THE PROBLEM ▸ There is one span to output from the data below: the lines starting at the line with "countertop in this workspace image." and ending at the line with "onion in this workspace image.". Output it exactly, ends included, nothing more.

DATA ▸

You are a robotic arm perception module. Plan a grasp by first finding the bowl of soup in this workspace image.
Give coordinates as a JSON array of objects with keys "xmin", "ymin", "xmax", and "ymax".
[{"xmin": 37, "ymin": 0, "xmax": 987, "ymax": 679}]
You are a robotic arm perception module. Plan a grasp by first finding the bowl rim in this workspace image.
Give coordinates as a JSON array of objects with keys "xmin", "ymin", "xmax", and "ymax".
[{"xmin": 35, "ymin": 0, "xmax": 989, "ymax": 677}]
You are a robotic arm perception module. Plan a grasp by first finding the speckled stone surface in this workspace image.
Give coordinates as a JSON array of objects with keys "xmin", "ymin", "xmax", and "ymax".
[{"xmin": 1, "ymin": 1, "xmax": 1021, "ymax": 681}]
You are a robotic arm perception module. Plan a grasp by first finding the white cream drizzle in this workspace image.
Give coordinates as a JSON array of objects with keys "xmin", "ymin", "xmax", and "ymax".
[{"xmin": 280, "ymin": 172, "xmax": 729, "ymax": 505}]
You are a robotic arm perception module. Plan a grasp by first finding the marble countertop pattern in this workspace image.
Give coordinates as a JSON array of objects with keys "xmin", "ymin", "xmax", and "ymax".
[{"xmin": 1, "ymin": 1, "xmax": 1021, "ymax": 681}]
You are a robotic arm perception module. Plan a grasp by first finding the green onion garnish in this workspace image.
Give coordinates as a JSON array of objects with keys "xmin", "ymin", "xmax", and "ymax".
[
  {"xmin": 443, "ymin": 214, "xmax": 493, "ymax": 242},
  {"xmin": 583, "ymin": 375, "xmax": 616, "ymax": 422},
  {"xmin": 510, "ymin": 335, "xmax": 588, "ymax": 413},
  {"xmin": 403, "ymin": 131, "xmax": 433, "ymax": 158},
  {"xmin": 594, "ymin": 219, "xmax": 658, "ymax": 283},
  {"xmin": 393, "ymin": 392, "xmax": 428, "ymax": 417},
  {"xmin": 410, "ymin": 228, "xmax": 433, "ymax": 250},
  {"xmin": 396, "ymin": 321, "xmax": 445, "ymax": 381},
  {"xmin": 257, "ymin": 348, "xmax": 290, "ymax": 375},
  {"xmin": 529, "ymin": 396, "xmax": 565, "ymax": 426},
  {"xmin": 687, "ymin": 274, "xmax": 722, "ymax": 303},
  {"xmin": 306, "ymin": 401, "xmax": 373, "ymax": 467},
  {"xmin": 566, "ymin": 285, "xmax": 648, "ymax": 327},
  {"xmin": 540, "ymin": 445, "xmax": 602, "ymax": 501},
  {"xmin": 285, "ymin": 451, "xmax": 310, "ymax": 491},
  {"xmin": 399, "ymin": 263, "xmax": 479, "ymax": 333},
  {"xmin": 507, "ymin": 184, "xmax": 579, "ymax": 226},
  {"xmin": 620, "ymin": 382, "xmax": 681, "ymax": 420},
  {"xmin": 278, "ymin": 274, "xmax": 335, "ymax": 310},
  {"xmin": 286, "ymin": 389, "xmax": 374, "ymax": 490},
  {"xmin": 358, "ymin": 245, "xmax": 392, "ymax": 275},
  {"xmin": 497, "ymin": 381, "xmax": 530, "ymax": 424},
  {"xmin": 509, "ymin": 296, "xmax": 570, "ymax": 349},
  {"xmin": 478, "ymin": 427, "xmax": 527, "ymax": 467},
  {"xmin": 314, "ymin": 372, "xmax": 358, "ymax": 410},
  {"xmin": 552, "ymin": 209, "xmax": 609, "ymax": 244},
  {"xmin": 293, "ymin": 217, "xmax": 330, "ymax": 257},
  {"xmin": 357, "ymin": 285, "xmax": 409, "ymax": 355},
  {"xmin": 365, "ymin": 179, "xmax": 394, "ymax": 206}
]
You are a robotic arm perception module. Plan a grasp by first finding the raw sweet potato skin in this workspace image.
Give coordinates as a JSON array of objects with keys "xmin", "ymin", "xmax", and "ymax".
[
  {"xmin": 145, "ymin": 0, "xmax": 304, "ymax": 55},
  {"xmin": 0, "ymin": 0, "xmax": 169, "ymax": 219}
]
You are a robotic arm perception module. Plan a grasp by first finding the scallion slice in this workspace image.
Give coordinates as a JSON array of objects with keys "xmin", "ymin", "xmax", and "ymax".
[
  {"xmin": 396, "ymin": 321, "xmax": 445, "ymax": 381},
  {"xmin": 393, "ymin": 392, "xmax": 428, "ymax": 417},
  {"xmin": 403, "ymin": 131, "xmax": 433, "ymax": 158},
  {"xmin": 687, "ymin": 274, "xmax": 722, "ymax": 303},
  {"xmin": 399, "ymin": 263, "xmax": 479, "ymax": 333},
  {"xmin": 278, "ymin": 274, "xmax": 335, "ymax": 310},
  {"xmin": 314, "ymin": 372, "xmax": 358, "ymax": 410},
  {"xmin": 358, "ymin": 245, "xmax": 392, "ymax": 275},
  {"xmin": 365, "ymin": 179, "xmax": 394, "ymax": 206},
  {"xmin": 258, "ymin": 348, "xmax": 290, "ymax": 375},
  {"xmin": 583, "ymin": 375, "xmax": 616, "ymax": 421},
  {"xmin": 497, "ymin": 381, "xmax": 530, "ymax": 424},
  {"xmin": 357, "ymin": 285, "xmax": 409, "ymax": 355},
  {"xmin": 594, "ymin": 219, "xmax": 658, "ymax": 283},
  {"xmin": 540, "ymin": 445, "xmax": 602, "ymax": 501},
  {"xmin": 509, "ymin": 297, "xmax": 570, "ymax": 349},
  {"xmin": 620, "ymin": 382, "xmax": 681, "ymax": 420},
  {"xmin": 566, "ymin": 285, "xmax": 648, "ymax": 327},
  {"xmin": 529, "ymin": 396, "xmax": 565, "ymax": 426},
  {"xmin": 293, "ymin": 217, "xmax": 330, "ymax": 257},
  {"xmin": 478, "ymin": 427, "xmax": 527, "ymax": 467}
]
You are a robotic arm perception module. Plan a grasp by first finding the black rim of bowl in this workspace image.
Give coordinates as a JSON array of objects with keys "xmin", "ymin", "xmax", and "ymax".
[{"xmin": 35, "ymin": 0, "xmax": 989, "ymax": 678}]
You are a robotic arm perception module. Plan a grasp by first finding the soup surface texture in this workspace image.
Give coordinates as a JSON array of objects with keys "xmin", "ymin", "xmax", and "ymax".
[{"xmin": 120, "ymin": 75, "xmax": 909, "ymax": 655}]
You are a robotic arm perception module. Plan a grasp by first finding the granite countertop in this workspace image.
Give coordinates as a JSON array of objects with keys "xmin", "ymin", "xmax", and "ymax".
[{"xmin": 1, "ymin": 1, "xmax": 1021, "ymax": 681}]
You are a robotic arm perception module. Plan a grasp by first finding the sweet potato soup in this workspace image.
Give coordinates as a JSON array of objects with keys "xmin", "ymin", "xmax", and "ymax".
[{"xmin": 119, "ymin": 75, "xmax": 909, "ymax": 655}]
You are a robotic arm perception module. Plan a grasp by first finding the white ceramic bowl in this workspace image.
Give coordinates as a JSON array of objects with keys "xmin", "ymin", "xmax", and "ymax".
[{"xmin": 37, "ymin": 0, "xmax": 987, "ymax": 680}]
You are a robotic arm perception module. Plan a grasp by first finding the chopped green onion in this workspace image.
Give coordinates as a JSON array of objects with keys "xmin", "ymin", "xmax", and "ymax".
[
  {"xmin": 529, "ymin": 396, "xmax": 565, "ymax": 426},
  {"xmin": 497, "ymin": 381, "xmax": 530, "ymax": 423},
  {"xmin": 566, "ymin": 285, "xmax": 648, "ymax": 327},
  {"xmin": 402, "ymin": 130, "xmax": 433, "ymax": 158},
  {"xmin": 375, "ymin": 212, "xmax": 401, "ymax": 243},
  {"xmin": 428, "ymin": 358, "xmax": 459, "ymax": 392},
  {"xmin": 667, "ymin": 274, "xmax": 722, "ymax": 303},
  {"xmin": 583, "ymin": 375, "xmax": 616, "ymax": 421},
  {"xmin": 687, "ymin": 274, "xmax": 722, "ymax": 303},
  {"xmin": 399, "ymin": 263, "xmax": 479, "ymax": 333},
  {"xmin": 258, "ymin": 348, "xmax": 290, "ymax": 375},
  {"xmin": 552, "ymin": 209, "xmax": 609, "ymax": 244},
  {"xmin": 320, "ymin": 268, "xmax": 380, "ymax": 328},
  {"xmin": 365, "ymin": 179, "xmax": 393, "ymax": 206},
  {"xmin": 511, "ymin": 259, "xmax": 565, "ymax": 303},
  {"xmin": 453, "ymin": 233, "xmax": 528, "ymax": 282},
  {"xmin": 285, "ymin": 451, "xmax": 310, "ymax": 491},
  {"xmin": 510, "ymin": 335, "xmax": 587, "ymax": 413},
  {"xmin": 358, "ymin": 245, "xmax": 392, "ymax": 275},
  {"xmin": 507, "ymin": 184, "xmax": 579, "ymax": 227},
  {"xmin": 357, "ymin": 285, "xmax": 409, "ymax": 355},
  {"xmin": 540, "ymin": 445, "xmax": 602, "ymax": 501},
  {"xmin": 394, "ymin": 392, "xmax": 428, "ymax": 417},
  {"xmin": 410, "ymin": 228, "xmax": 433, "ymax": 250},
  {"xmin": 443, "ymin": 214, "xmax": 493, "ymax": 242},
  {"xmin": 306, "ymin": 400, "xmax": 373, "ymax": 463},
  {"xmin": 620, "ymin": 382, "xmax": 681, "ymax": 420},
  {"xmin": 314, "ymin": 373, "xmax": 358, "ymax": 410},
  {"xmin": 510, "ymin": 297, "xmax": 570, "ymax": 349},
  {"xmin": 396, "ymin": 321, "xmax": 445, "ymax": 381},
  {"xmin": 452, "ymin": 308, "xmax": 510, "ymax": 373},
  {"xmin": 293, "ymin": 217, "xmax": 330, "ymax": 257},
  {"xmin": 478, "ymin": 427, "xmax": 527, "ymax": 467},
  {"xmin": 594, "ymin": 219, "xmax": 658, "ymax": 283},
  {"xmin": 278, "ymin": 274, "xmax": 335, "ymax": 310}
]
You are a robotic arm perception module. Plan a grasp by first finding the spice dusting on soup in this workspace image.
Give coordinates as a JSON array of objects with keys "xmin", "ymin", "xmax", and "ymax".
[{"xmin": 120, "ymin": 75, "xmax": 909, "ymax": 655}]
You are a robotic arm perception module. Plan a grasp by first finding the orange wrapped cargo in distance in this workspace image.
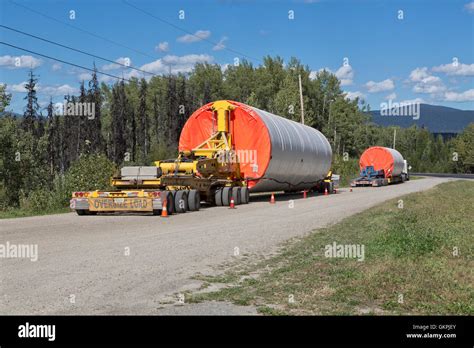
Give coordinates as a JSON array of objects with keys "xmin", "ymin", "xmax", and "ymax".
[
  {"xmin": 359, "ymin": 146, "xmax": 405, "ymax": 178},
  {"xmin": 179, "ymin": 101, "xmax": 332, "ymax": 192}
]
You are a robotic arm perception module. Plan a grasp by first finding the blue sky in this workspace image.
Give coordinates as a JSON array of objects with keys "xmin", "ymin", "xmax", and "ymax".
[{"xmin": 1, "ymin": 0, "xmax": 473, "ymax": 113}]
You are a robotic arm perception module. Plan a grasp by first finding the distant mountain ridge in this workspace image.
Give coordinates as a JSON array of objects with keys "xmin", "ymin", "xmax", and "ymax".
[{"xmin": 369, "ymin": 104, "xmax": 474, "ymax": 134}]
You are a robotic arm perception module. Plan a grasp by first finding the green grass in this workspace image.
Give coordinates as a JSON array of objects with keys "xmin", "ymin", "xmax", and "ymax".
[
  {"xmin": 0, "ymin": 206, "xmax": 70, "ymax": 219},
  {"xmin": 408, "ymin": 175, "xmax": 425, "ymax": 181},
  {"xmin": 189, "ymin": 180, "xmax": 474, "ymax": 315}
]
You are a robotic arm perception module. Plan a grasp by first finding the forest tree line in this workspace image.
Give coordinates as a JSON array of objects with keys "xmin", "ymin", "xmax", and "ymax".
[{"xmin": 0, "ymin": 56, "xmax": 473, "ymax": 212}]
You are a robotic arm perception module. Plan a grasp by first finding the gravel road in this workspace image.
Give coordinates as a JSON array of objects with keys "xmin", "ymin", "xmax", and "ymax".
[{"xmin": 0, "ymin": 177, "xmax": 455, "ymax": 314}]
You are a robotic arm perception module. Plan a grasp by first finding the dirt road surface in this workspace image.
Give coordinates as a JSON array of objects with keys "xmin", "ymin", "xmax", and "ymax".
[{"xmin": 0, "ymin": 177, "xmax": 455, "ymax": 314}]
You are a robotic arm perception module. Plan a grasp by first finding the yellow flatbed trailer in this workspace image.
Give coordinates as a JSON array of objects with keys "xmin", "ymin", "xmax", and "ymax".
[{"xmin": 69, "ymin": 100, "xmax": 334, "ymax": 216}]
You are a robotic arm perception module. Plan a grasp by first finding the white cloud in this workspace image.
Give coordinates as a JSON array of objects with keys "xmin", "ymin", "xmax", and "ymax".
[
  {"xmin": 177, "ymin": 30, "xmax": 211, "ymax": 43},
  {"xmin": 0, "ymin": 55, "xmax": 42, "ymax": 69},
  {"xmin": 6, "ymin": 82, "xmax": 28, "ymax": 93},
  {"xmin": 409, "ymin": 67, "xmax": 445, "ymax": 95},
  {"xmin": 51, "ymin": 63, "xmax": 62, "ymax": 71},
  {"xmin": 6, "ymin": 82, "xmax": 78, "ymax": 96},
  {"xmin": 156, "ymin": 41, "xmax": 170, "ymax": 52},
  {"xmin": 309, "ymin": 71, "xmax": 318, "ymax": 80},
  {"xmin": 365, "ymin": 79, "xmax": 395, "ymax": 93},
  {"xmin": 399, "ymin": 97, "xmax": 425, "ymax": 104},
  {"xmin": 409, "ymin": 67, "xmax": 440, "ymax": 83},
  {"xmin": 126, "ymin": 54, "xmax": 214, "ymax": 79},
  {"xmin": 385, "ymin": 92, "xmax": 397, "ymax": 100},
  {"xmin": 413, "ymin": 83, "xmax": 446, "ymax": 94},
  {"xmin": 213, "ymin": 37, "xmax": 228, "ymax": 51},
  {"xmin": 464, "ymin": 1, "xmax": 474, "ymax": 13},
  {"xmin": 40, "ymin": 84, "xmax": 78, "ymax": 96},
  {"xmin": 78, "ymin": 72, "xmax": 92, "ymax": 81},
  {"xmin": 102, "ymin": 57, "xmax": 132, "ymax": 71},
  {"xmin": 443, "ymin": 89, "xmax": 474, "ymax": 102},
  {"xmin": 335, "ymin": 65, "xmax": 353, "ymax": 86},
  {"xmin": 345, "ymin": 91, "xmax": 365, "ymax": 101},
  {"xmin": 312, "ymin": 66, "xmax": 353, "ymax": 84},
  {"xmin": 432, "ymin": 62, "xmax": 474, "ymax": 76}
]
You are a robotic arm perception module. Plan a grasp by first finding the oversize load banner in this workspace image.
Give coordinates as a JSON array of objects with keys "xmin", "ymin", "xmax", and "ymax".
[{"xmin": 89, "ymin": 198, "xmax": 153, "ymax": 211}]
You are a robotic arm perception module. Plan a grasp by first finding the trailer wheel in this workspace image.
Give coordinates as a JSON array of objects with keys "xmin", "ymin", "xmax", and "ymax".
[
  {"xmin": 215, "ymin": 188, "xmax": 223, "ymax": 206},
  {"xmin": 165, "ymin": 191, "xmax": 175, "ymax": 214},
  {"xmin": 188, "ymin": 190, "xmax": 201, "ymax": 211},
  {"xmin": 231, "ymin": 187, "xmax": 241, "ymax": 205},
  {"xmin": 241, "ymin": 187, "xmax": 249, "ymax": 204},
  {"xmin": 152, "ymin": 209, "xmax": 161, "ymax": 216},
  {"xmin": 222, "ymin": 187, "xmax": 232, "ymax": 206},
  {"xmin": 174, "ymin": 190, "xmax": 188, "ymax": 213},
  {"xmin": 76, "ymin": 209, "xmax": 86, "ymax": 216}
]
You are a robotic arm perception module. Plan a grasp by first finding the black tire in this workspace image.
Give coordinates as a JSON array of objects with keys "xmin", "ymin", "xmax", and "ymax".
[
  {"xmin": 231, "ymin": 187, "xmax": 241, "ymax": 205},
  {"xmin": 188, "ymin": 190, "xmax": 201, "ymax": 211},
  {"xmin": 174, "ymin": 190, "xmax": 188, "ymax": 213},
  {"xmin": 76, "ymin": 209, "xmax": 86, "ymax": 216},
  {"xmin": 241, "ymin": 187, "xmax": 250, "ymax": 204},
  {"xmin": 222, "ymin": 187, "xmax": 232, "ymax": 206},
  {"xmin": 164, "ymin": 191, "xmax": 174, "ymax": 214},
  {"xmin": 215, "ymin": 188, "xmax": 223, "ymax": 206},
  {"xmin": 152, "ymin": 209, "xmax": 161, "ymax": 216}
]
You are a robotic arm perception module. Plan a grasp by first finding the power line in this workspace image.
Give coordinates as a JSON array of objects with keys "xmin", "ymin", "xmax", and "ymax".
[
  {"xmin": 121, "ymin": 0, "xmax": 262, "ymax": 64},
  {"xmin": 0, "ymin": 41, "xmax": 132, "ymax": 83},
  {"xmin": 8, "ymin": 0, "xmax": 158, "ymax": 60},
  {"xmin": 0, "ymin": 24, "xmax": 157, "ymax": 77}
]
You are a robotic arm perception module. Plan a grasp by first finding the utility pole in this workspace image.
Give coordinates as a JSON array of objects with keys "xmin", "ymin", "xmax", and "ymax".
[
  {"xmin": 298, "ymin": 74, "xmax": 304, "ymax": 125},
  {"xmin": 393, "ymin": 128, "xmax": 397, "ymax": 149}
]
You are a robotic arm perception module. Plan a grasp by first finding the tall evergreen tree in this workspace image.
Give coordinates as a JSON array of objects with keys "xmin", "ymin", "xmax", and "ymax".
[
  {"xmin": 165, "ymin": 75, "xmax": 178, "ymax": 148},
  {"xmin": 22, "ymin": 70, "xmax": 40, "ymax": 135},
  {"xmin": 88, "ymin": 64, "xmax": 104, "ymax": 153},
  {"xmin": 110, "ymin": 81, "xmax": 127, "ymax": 164},
  {"xmin": 138, "ymin": 78, "xmax": 149, "ymax": 161}
]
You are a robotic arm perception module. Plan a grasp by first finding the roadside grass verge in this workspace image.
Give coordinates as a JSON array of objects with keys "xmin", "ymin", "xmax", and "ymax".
[
  {"xmin": 0, "ymin": 207, "xmax": 70, "ymax": 219},
  {"xmin": 188, "ymin": 180, "xmax": 474, "ymax": 315},
  {"xmin": 407, "ymin": 175, "xmax": 425, "ymax": 180}
]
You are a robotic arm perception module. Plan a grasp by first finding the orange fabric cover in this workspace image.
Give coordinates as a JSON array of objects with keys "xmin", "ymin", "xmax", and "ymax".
[
  {"xmin": 178, "ymin": 101, "xmax": 271, "ymax": 188},
  {"xmin": 359, "ymin": 146, "xmax": 395, "ymax": 178}
]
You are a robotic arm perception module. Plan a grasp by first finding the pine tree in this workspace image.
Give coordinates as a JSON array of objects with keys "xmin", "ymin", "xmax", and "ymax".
[
  {"xmin": 152, "ymin": 92, "xmax": 160, "ymax": 143},
  {"xmin": 111, "ymin": 81, "xmax": 127, "ymax": 164},
  {"xmin": 165, "ymin": 75, "xmax": 178, "ymax": 148},
  {"xmin": 22, "ymin": 70, "xmax": 40, "ymax": 135},
  {"xmin": 46, "ymin": 98, "xmax": 55, "ymax": 176},
  {"xmin": 88, "ymin": 64, "xmax": 103, "ymax": 153},
  {"xmin": 138, "ymin": 78, "xmax": 149, "ymax": 161},
  {"xmin": 177, "ymin": 75, "xmax": 188, "ymax": 143}
]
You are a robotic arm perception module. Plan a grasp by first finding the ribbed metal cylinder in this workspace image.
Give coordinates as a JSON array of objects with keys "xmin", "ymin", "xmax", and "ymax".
[
  {"xmin": 383, "ymin": 147, "xmax": 405, "ymax": 177},
  {"xmin": 249, "ymin": 106, "xmax": 332, "ymax": 192},
  {"xmin": 179, "ymin": 101, "xmax": 333, "ymax": 193},
  {"xmin": 359, "ymin": 146, "xmax": 405, "ymax": 178}
]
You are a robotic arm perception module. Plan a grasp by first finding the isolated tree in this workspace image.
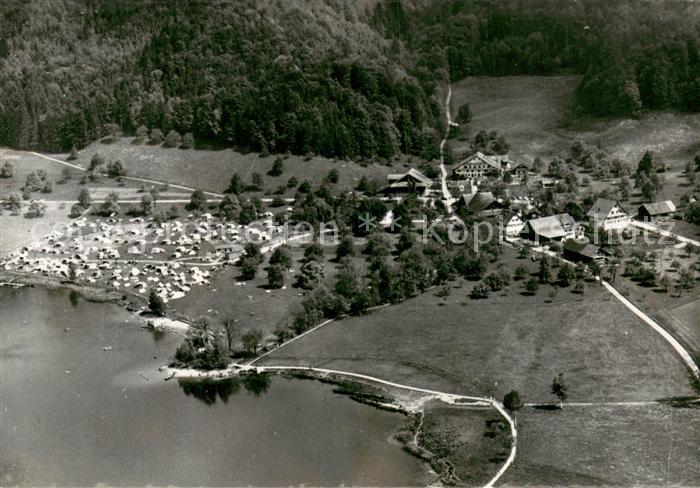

TASK RESPONSE ▸
You are a robotic arm perception module. Plan a grasp by first finding the granite countertop in this workspace image.
Give coordinates as a JSON array of objects with keys "xmin", "ymin", "xmax", and "ymax".
[{"xmin": 1, "ymin": 1, "xmax": 1021, "ymax": 681}]
You are a robotic arm perception module. Plan a grasp by first finding the sweet potato soup in this workspace image.
Give coordinates as a JSON array of objects with keys "xmin", "ymin", "xmax", and "ymax".
[{"xmin": 119, "ymin": 75, "xmax": 909, "ymax": 655}]
You are a robotic arm perception module. Plan a grasp by first finding the white ceramic bowl in this workspace image.
Give coordinates as a JSON array of objects with keys "xmin", "ymin", "xmax", and "ymax".
[{"xmin": 37, "ymin": 0, "xmax": 987, "ymax": 680}]
You are a robotic arm perception module. Plan a grasp by first finding the chopped green onion in this workspace image.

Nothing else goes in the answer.